- _Text_
◇ ◇ ◇ ◇ ◇ ◇ ◇

March 22, 2018 Thursday

Bedtime Story 

Origins of Takakazu/Bernoulli Numbers

As we saw last night, Jacob Bernoulli was neither the first one nor the only one to have discovered the numbers that have now come to have been named after him.

Oddly enough, just like in the case of Jacob Bernoulli, so in the case of Seki Takakazu, the numbers were published posthumously.

Seki Takakazu lived between 1642 and 1708 and thus he was a contemporary of Newton, Leibniz and Huygens.

Those days communications across continents was probably more difficult than sending messages across planets in the solar system would be today.

So to even contemplate that the Japanese mathematician would have plagiarized the works of Europeans would be a reflection of one’s ignorance of those times.  

Not only did Takakazu discover Bernoulli numbers independently but he worked on the subject of infinitesimal calculus as well that was totally new then.

It is so strange to me that there was such a great controversy between Newton and Leibniz regarding the invention of calculus but Takakazu finds almost no mention anywhere; it truly seems that there is no justice in history.    

Due to his many contributions to Japanese mathematics, Takakazu is often spoken to as “Japan’s Newton”.

Now let us what are these strange numbers that both Takakazu and Bernoulli discovered?

The question that perhaps is more pertinent to ask is not what these numbers are but rather from whence do these Bernoulli numbers have their origins from?

Well, great mathematicians from time immemorial such as Pythagoras, Archimedes, Aryabhata, al-Karaji and al-Haytham had always wondered to the solutions of problems like these:

1 + 2 + 3 + 4 + 5 + …

1² + 2² + 3² + 4² + 5² + …  

1³ + 2³ + 3³ + 4³ + 5³ + …

In short, these problems relate to computation of sums of integer powers of which for a long time mathematicians could never arrive at a complete general formula.

◇ ◇ ◇ ◇ ◇ ◇ ◇

- _Data supplied_

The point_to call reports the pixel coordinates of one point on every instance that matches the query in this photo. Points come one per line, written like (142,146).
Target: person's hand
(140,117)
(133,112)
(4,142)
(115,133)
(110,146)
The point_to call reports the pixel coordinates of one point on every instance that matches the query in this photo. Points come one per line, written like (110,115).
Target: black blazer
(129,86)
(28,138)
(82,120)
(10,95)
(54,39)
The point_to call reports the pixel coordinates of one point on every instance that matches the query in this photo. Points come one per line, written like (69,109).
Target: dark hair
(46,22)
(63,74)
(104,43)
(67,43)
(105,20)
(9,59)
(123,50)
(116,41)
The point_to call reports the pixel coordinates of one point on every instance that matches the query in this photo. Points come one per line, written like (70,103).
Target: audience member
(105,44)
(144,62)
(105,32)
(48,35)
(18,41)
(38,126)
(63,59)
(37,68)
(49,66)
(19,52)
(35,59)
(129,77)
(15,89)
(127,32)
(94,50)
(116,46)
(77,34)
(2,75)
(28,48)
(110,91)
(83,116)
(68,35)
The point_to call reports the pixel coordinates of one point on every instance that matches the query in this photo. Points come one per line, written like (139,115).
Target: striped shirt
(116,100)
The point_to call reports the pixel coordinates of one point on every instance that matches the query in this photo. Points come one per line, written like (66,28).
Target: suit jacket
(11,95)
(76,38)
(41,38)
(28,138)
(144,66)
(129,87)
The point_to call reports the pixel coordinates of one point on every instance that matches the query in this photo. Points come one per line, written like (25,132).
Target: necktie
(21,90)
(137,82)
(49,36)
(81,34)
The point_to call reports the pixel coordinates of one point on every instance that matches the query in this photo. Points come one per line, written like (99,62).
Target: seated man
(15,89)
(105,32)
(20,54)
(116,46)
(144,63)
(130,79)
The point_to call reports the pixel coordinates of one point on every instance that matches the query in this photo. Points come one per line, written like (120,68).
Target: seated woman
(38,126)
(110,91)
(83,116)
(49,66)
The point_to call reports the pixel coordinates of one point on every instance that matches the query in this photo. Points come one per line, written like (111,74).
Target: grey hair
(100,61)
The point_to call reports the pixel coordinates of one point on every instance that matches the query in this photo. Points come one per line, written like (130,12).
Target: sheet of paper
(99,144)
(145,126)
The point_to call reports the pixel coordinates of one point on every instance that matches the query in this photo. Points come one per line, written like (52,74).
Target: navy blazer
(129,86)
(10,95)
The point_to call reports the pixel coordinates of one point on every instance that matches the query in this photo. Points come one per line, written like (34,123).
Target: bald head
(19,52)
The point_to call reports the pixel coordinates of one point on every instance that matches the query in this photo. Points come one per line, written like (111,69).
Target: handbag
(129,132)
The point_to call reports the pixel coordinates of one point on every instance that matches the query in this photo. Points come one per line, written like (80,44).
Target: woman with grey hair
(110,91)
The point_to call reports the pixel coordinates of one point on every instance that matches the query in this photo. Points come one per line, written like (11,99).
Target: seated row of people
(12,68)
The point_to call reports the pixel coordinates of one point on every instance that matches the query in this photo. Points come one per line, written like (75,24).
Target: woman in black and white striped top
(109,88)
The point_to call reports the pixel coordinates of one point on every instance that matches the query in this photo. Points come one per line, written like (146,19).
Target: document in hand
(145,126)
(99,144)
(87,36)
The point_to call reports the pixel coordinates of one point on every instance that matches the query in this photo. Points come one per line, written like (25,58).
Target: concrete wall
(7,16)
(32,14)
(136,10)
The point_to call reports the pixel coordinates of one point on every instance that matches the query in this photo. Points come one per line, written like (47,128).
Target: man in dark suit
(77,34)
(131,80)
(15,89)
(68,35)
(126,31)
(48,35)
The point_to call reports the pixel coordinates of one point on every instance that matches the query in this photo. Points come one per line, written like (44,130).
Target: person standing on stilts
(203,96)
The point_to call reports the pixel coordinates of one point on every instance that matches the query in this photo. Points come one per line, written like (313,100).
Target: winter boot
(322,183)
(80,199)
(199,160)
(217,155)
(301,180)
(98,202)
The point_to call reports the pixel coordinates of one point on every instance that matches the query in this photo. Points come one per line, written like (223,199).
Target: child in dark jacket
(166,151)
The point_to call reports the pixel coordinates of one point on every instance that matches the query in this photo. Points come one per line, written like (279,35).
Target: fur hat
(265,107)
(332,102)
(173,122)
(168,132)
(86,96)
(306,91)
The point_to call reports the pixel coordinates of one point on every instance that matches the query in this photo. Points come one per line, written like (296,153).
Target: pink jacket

◇ ◇ ◇ ◇ ◇ ◇ ◇

- _Requirement_
What nickname does the piece on Takakazu and Bernoulli numbers say is often given to Seki Takakazu?

- _Output below_
“Japan’s Newton”